───── DATA FOR THE TASK ─────
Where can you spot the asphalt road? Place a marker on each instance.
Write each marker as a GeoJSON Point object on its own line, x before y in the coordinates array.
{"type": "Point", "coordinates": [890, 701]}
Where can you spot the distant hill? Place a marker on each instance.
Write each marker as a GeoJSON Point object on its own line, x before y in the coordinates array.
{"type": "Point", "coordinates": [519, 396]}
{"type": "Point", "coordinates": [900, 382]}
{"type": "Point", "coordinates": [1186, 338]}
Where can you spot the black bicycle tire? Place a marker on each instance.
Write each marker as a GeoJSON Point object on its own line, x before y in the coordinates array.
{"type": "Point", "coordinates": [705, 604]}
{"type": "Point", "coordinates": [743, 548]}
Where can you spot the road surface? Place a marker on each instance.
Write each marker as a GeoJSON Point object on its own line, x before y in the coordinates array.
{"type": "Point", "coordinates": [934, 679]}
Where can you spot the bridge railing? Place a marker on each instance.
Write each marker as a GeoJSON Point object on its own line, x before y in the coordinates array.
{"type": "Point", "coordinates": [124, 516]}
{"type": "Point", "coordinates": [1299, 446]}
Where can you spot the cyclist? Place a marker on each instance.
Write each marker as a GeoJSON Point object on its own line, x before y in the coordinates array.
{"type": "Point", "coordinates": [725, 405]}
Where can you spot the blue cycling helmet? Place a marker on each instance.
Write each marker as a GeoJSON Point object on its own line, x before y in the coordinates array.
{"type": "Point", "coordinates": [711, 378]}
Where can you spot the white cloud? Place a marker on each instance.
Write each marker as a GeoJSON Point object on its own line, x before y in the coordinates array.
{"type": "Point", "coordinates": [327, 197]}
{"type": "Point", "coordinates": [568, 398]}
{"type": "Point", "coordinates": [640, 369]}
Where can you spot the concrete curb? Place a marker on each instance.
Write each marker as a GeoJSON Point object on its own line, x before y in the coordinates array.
─────
Print exactly, and only, the lines from the line containing "Where can you spot the concrete" through the final line of the records, both included.

Where can you spot the concrete curb? Place a marker on each instance.
Write each marker as a GeoJSON Point object on its own line, x before y in the coordinates array.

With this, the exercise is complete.